[Aim of the task]: Repeat the data exactly, leaving out any image.

*** Begin section ***

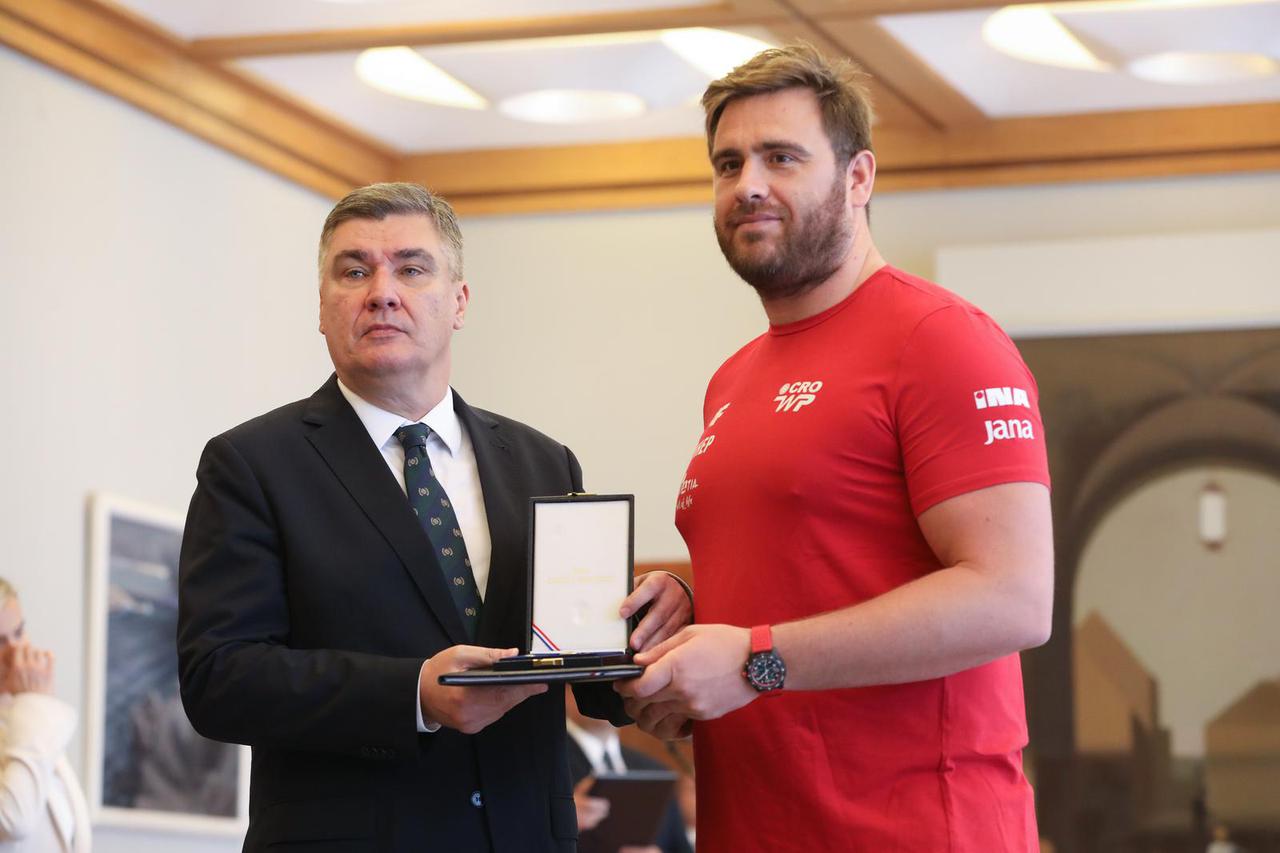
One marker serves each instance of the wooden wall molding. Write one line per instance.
(117, 54)
(929, 138)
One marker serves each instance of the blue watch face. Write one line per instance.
(766, 671)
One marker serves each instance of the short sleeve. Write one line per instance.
(965, 407)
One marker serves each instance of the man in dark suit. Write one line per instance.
(595, 748)
(343, 551)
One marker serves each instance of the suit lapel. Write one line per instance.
(343, 442)
(503, 619)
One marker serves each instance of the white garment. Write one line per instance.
(41, 806)
(453, 460)
(604, 753)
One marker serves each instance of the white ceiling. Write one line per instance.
(1002, 87)
(640, 64)
(949, 42)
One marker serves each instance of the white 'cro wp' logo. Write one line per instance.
(996, 397)
(794, 396)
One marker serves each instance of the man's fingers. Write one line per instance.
(668, 629)
(644, 592)
(654, 679)
(652, 655)
(470, 657)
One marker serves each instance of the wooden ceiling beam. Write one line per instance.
(152, 71)
(453, 32)
(1110, 146)
(899, 69)
(835, 9)
(1056, 138)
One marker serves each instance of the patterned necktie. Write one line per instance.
(435, 514)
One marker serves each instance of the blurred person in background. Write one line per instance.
(595, 748)
(41, 806)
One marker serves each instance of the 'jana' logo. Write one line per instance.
(794, 396)
(999, 430)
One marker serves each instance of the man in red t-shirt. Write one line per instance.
(867, 514)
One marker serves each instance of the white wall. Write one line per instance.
(1191, 615)
(161, 291)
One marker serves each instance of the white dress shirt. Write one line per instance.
(453, 460)
(603, 752)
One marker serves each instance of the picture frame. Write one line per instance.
(146, 767)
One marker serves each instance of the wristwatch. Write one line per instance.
(764, 667)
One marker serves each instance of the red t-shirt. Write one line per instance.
(824, 439)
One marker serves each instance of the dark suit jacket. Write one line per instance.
(309, 598)
(671, 835)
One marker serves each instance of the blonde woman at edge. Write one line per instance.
(41, 806)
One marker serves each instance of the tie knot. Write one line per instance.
(414, 437)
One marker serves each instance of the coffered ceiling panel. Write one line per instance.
(965, 92)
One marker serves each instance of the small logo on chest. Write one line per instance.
(794, 396)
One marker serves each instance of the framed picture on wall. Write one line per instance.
(145, 765)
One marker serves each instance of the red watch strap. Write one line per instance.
(762, 639)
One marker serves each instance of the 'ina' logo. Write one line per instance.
(1006, 396)
(795, 396)
(1002, 429)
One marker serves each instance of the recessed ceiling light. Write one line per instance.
(1201, 69)
(571, 106)
(1032, 33)
(406, 73)
(713, 51)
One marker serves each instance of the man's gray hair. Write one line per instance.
(382, 200)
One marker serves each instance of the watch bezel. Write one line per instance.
(766, 671)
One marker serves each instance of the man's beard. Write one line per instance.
(810, 247)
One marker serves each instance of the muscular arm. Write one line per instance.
(992, 597)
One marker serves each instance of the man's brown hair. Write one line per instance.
(382, 200)
(840, 87)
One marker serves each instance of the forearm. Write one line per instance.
(946, 621)
(268, 694)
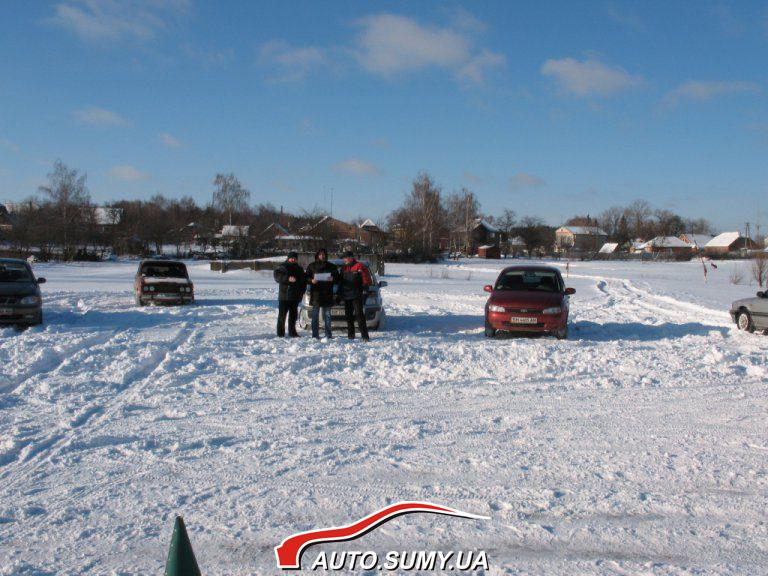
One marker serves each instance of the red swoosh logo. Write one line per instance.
(290, 550)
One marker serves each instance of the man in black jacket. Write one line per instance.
(322, 276)
(290, 276)
(353, 290)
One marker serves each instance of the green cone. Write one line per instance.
(181, 559)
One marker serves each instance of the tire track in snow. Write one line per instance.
(54, 360)
(54, 445)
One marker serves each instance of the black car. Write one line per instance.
(20, 301)
(163, 282)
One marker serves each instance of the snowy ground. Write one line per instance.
(640, 445)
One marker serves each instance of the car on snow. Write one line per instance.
(751, 314)
(528, 299)
(375, 316)
(163, 282)
(21, 303)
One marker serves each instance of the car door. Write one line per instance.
(760, 313)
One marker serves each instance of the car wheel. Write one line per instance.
(744, 322)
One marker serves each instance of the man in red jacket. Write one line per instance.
(353, 290)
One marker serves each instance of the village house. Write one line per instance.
(579, 238)
(696, 241)
(484, 234)
(371, 235)
(6, 220)
(489, 252)
(608, 248)
(670, 246)
(728, 243)
(515, 246)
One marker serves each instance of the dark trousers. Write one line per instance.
(315, 318)
(291, 308)
(353, 309)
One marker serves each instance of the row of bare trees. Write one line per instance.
(62, 221)
(429, 221)
(641, 220)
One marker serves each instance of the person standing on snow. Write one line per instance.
(322, 276)
(292, 281)
(353, 290)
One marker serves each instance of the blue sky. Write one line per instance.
(548, 108)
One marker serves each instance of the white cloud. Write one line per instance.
(127, 173)
(212, 57)
(589, 77)
(524, 180)
(170, 141)
(9, 145)
(99, 117)
(290, 63)
(625, 17)
(390, 44)
(472, 178)
(358, 167)
(110, 20)
(707, 90)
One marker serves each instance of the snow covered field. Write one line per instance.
(639, 446)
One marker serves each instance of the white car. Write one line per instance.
(375, 316)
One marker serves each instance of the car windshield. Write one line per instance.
(164, 270)
(530, 280)
(10, 272)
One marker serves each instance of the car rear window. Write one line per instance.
(10, 272)
(530, 280)
(164, 270)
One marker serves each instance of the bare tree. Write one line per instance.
(69, 204)
(462, 211)
(535, 233)
(420, 222)
(230, 195)
(760, 269)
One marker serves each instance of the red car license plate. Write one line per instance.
(522, 320)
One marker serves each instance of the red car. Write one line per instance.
(528, 299)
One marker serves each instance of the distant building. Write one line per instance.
(515, 246)
(667, 245)
(491, 252)
(729, 242)
(484, 234)
(696, 241)
(579, 238)
(6, 219)
(234, 232)
(107, 215)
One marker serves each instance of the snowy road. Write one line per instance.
(640, 445)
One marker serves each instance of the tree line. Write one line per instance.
(429, 221)
(62, 221)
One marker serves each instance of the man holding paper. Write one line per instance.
(322, 277)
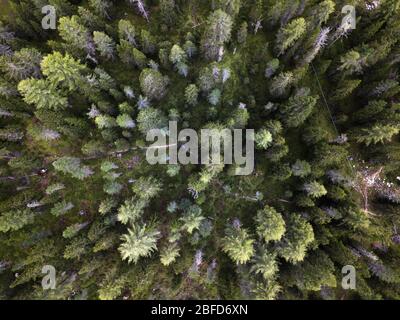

*** End section ***

[Output]:
One marker serves each instance of the wooden wall molding. Write one line per instance.
(117, 54)
(929, 138)
One marker serves each instance of the blue watch face. Write one line per instance.
(766, 671)
One marker serves each instance of the short sleeve. Write one line per instance.
(965, 407)
One marker serves each instance of the man in dark suit. Write one line per instance.
(595, 748)
(343, 551)
One marker serves each instance of the suit lapel. Write one line per instance.
(343, 442)
(503, 619)
One marker serves each instance of the white garment. Write one line per instance.
(41, 806)
(453, 460)
(604, 753)
One marker serves each instance of the white ceiling. Write one line per instance.
(1002, 87)
(640, 64)
(949, 42)
One marker serves each instance of the white 'cro wp' logo. Write one line per instance.
(996, 397)
(794, 396)
One marker serves each instance of the man's fingers. Write one line per instance.
(668, 629)
(644, 592)
(654, 679)
(652, 655)
(470, 657)
One marker serves each instance of the wooden ceiling beam. Write one line per instance.
(152, 71)
(453, 32)
(1110, 146)
(899, 69)
(835, 9)
(1056, 138)
One marker serves each instance of the patterned necktie. Write one line per instance.
(435, 514)
One marker serves each instance of the blurred person in background. Write one line per instance.
(595, 748)
(41, 806)
One marker serves each instance of the 'jana' logo. Write one line per instance.
(794, 396)
(999, 430)
One marker serves each instance of the man in red t-shirt. Write one line per instance.
(867, 514)
One marker serves each instance of the white wall. Write one line per instance.
(1191, 615)
(161, 291)
One marker serves each instance of the white dress shirt. Write one line per instance.
(453, 460)
(603, 752)
One marker serves each instance of the picture frame. Write one line per instance.
(146, 767)
One marker serves each instance of the wristwatch. Write one line per instance.
(764, 667)
One marker serves each instance of the red t-shirt. Write one line per instance.
(824, 439)
One marker serves each instance of the dark suit jacket. Write one line per instance.
(309, 598)
(671, 835)
One marker serves each instance of the blonde woman at edge. Write one line per instance.
(41, 806)
One marker serves each instance of the tie knot. Write one line per instance.
(414, 437)
One marker serves each instance of the coffered ceiling panel. Write one line per instance.
(965, 92)
One marker serves each instance of the small logo on chest. Write one line per instance.
(794, 396)
One marker serves each instance of the framed picture on wall. Write one line per instance.
(145, 765)
One marker serves each instance of the red watch strap. Write one line per instance.
(762, 639)
One marker serves each instance of the 'ina' logo. Write one line per instance.
(1006, 396)
(795, 396)
(1002, 429)
One marker serves each instance of the recessed ceiling light. Write one line per instance.
(1201, 69)
(571, 106)
(1032, 33)
(406, 73)
(713, 51)
One marker serves each instance of the man's gray hair. Write one line per instance.
(382, 200)
One marker serves each instance of the watch bezel. Write one line per instance.
(766, 671)
One marker serves each instance of the man's beard. Write one line per instance.
(810, 247)
One marker serves each instance of the muscular arm. Write one line per instance.
(992, 597)
One marker serves each instance of the man's brown hair. Write one line per instance.
(382, 200)
(840, 87)
One marker serves each instance of the forearm. Write one line per instance.
(946, 621)
(268, 694)
One marker serves each instance of the red swoosh logo. Write one line per instance.
(290, 550)
One marker serves each instance of the man in black jacket. Write one line per instance.
(322, 276)
(290, 276)
(353, 290)
One marker serves each instance of the green cone. Write one line per instance.
(181, 559)
One marker serves each instance of the tire track in snow. Write one line per instance.
(54, 360)
(54, 445)
One marker serves each instance of the black car. Write one line per instance.
(20, 301)
(163, 282)
One marker serves each instance of the snowy ground. Write one line per instance.
(640, 445)
One marker serves each instance of the car on snow. Write one line per instance.
(751, 314)
(528, 299)
(375, 316)
(163, 282)
(21, 303)
One marker serves each instance of the car door. Write one line per instance.
(760, 313)
One marker serves each instance of the car wheel. Write one line per instance.
(744, 322)
One marker serves each instance of the man in red jacket. Write one line per instance.
(353, 290)
One marker serves each instance of the village house. Write one line per instance.
(579, 238)
(696, 241)
(484, 234)
(371, 235)
(6, 220)
(489, 252)
(608, 248)
(670, 246)
(728, 243)
(515, 246)
One marker serves each instance of the dark trousers. Write one line per instance.
(315, 318)
(291, 308)
(353, 309)
One marker serves each instance of the row of bare trees. Write one line per instance.
(62, 221)
(429, 221)
(641, 220)
One marker serves each instance of the person standing on snow. Write one line per instance.
(322, 276)
(292, 281)
(353, 290)
One marker serves each instance of the blue sky. Write one line per instance.
(548, 108)
One marker serves each instance of the white cloud. Write one line per instance.
(127, 173)
(212, 57)
(589, 77)
(524, 180)
(170, 141)
(9, 145)
(99, 117)
(290, 63)
(625, 17)
(390, 44)
(472, 178)
(358, 167)
(110, 20)
(707, 90)
One marker serves each instance of the snow covered field. Write one line per instance.
(639, 446)
One marker serves each instance of the white car. Write one line per instance.
(375, 316)
One marker serves each instance of the car windshield. Write one line per instance.
(164, 270)
(530, 280)
(10, 272)
One marker serves each instance of the car rear window. Write one line per instance.
(10, 272)
(530, 280)
(164, 270)
One marker serves each instance of the bare tree. Write one line per instance.
(69, 204)
(462, 211)
(535, 233)
(420, 222)
(230, 195)
(760, 269)
One marker serves each instance of the red car license plate. Write one line per instance.
(522, 320)
One marker serves each instance of the red car. Write one line per instance.
(528, 299)
One marker serves each instance of the distant building. Write one line per instance.
(515, 246)
(667, 245)
(491, 252)
(729, 242)
(484, 234)
(696, 241)
(579, 238)
(6, 219)
(234, 232)
(107, 215)
One marker serves each instance of the snowy road. Write one line per instance.
(640, 445)
One marker serves each instance of the tree line. Write one line per instance.
(429, 221)
(62, 221)
One marker serves each instance of the man holding paper. Write one line per instance.
(322, 277)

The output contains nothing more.